(PROBLEM TO SOLVE): Reproduce verbatim the passage of the poetry interview from "What is the" to "it signify depression?".

(DOCUMENT SEGMENT):

•••••

What a beautiful reason and a historical lesson on the title. 

“The poets all want you to see….” Is this a trend you found within the L.A. poetry community?  Poets in general?

It’s a trend I’ve found in many artists–poets, painters, dancers, writers of all kinds. It’s a kind of dichotomy that says to the public, “Come here, but not too close. Go away, but not too far.” Artists have a thinner skin than most people, everything is too hot, too cold, too sweet, too harsh, too painful, etc. Name a feeling, supersize it for artists.

What is the experience that prompted “eat alone” stanza?

I’m guilty of having dessert at a restaurant because I don’t keep it at home.  Can you elaborate the stigma that comes with eating dessert alone?  Does it signify depression?

I’m not sure about a stigma or depression…As an only child, mealtimes were very quiet at my house. My mother was very quiet, and my dad ate dinner quickly and retired to his chair in the living room with the newspaper, the radio, the television. I often found myself eating alone while my mother cleaned up the table and started washing dishes. For some reason, being offered dessert while sitting there by myself reminded me that I was very alone, sort of like living in a bubble. When I visited and lived with my aunt and cousins, mealtimes were wonderfully chaotic. Chattering and bickering and lots of talk about the food–whose favorite it was and who didn’t like what, passing dishes back and forth, being nagged to drink milk, my aunt and uncle trying to keep peace and eat at the same time. I loved it. It was so alive! When dessert came, there were outcries of “She got more than me! I want just ice cream no cake! I’ll have his cake!” Delightful chaos, everyone at the table involved in the theater of eating. To this day, I find it difficult to truly enjoy food alone. I always have a book with me to take up that “alone” space.

“Same stories”  Was this a thought as to how there’s nothing new?  A poetry trend or reflection of self?

Oh no! Things are made new all the time. “Same stories” refers to the oneness that everyone shares and the different tones and shades and nuances that are present in that oneness. Planes fly in everyone’s sky, but do you experience them the way I do? People meet at train stations and airports and shake hands or hug or kiss or wave a sign, but are they meeting the same way I meet someone. And, what about that “someone”? Is it a friend, a lover, a potential employee/employer, a sibling?

“They want you to see…”  beautiful visual stanza.  Do you reflect on the theme of demons and saints?  Is this a common theme in some of your poems?

Demons and saints are so different to each person. Have someone get angry at you and you will soon see her/his demons. You won’t even know why that particular moment is demonic, you’ll just know that it is. Her/his saints are there too, in a kind word or gesture or act which they showed you at just the right time. One person’s “demon rum” is another’s “… use a little wine for thy stomach’s sake …” (1 Tim 5:23).

“They just want you to see it is all”  Do you feel the essence of poetry is to let the reader “see it is all”?

I do. I think artists make a path through their aloneness by guiding the public to “see” it, whatever “it” is from the artist’s point of view, from her/his heart and mind. When a reader or an art lover or a lover of the dance hears someone say, “I understand what you mean. I get it. I see what you see,” when that happens, a light shines on that path of aloneness and artists continue to find their way by that light.

Any last notes on poems?  Books?  Is there anything you’d like the audience to know?

Yeah. I would ask, plead, cajole with people to buy poetry. Buy books from the presses, from the authors, and, lastly, from stores. Buy poetry and then look up the writer and tell her/him/them that you have their book and you like it or hate it or are confused by it or…You’ll be better for it. The writer will be better for it. I really think the world would better for it.

Love and gratitude to Sonia Lozada at Poetic Resurrection for this interview.

•••••

(INPUT DATA):
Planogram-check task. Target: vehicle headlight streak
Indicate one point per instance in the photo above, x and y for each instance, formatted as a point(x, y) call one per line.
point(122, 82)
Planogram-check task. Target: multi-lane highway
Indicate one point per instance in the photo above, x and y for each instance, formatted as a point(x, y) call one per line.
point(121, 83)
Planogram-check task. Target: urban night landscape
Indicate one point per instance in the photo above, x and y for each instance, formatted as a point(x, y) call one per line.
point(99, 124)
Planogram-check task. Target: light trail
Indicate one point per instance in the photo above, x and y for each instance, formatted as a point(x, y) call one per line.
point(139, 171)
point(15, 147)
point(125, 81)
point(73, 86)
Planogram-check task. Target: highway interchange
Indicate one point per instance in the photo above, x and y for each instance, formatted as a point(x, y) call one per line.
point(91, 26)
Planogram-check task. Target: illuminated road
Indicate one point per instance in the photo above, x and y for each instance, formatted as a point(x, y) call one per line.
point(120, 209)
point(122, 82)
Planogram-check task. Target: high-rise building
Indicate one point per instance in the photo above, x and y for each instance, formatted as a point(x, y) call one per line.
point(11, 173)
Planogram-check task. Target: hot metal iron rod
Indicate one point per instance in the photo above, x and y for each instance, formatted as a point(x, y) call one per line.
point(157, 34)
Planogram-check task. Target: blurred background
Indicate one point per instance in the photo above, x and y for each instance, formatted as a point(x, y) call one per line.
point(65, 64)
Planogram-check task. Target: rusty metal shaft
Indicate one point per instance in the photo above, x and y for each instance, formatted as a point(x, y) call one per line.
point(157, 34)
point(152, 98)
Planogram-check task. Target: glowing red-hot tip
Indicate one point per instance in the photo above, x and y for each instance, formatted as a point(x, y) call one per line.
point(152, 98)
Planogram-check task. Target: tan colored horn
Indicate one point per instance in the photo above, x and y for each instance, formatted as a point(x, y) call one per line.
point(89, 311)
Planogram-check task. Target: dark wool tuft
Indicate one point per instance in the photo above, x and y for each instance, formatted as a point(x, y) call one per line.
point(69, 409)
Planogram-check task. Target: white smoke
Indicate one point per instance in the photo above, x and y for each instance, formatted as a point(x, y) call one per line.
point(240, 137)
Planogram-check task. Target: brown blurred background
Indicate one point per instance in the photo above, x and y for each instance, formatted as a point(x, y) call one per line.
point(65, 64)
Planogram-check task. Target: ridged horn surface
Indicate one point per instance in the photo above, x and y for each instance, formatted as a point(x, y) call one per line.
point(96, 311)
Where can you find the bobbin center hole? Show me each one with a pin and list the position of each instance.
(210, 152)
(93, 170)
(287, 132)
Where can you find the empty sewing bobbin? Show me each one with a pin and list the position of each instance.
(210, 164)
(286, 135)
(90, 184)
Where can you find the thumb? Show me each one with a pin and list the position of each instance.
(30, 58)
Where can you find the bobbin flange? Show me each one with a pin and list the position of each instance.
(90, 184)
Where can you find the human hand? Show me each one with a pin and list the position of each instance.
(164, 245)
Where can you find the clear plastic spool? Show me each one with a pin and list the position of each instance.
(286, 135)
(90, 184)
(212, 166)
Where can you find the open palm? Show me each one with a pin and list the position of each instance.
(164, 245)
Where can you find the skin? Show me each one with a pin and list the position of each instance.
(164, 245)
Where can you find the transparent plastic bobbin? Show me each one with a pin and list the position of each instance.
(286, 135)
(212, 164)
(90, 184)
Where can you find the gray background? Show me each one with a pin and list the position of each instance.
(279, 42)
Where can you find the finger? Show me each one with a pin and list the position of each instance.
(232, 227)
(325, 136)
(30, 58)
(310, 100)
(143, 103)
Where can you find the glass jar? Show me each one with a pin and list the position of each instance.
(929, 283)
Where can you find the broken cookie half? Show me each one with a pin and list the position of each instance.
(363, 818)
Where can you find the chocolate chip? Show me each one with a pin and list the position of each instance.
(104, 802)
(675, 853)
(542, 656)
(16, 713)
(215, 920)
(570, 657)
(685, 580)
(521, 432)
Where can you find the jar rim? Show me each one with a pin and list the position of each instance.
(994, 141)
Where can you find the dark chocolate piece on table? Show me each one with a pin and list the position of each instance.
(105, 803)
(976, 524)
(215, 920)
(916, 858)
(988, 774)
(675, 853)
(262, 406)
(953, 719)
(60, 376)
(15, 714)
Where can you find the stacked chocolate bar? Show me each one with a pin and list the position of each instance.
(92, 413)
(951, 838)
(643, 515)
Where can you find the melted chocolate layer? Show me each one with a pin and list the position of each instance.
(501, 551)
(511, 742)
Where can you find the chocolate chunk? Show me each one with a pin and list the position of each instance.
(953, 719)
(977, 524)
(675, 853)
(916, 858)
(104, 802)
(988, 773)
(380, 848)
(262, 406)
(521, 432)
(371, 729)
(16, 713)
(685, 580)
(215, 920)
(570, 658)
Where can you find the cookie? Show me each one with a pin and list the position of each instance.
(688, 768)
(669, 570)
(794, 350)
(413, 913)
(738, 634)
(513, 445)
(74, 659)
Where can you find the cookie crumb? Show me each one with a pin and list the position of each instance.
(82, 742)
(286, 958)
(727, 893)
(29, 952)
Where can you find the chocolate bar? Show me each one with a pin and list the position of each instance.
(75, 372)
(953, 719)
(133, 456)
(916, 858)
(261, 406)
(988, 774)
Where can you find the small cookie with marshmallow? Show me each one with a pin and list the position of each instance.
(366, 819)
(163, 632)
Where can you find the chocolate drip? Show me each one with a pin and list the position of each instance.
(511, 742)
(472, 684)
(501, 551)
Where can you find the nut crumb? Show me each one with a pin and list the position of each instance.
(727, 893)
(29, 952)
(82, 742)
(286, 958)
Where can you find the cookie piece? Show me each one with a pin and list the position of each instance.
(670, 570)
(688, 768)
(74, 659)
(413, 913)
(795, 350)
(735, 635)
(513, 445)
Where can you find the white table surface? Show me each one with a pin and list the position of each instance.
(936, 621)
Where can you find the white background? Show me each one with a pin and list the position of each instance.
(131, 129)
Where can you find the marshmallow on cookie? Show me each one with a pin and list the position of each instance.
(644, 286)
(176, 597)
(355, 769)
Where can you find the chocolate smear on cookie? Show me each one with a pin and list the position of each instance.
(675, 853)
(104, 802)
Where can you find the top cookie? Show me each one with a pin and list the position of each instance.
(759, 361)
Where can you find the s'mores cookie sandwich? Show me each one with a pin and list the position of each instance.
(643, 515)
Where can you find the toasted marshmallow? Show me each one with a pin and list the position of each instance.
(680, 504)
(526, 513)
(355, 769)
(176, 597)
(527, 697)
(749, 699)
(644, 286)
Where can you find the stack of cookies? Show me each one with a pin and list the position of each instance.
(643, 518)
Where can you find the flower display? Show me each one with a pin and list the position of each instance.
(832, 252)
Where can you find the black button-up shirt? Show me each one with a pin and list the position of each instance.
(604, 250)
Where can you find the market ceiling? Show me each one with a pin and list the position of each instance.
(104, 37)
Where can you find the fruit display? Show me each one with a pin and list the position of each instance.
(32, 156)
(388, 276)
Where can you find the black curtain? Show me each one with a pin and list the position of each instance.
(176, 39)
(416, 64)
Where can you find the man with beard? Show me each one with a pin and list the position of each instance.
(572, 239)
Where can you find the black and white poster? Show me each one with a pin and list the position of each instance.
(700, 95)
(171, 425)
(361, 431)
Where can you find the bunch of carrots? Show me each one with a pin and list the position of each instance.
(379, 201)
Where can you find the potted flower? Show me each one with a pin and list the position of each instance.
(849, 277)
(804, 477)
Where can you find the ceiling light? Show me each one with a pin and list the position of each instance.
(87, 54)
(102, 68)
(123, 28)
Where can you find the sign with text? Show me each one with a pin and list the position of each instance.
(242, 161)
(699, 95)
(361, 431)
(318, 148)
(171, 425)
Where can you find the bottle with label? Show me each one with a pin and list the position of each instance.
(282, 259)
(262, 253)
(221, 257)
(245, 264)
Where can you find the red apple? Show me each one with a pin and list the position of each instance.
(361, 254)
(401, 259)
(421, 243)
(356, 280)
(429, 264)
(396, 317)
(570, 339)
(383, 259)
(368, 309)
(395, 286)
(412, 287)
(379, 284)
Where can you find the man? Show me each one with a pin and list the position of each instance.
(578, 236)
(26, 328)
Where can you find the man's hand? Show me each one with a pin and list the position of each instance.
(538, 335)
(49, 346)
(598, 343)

•••••

(EXERCISE OUTPUT):
What is the experience that prompted “eat alone” stanza?

I’m guilty of having dessert at a restaurant because I don’t keep it at home.  Can you elaborate the stigma that comes with eating dessert alone?  Does it signify depression?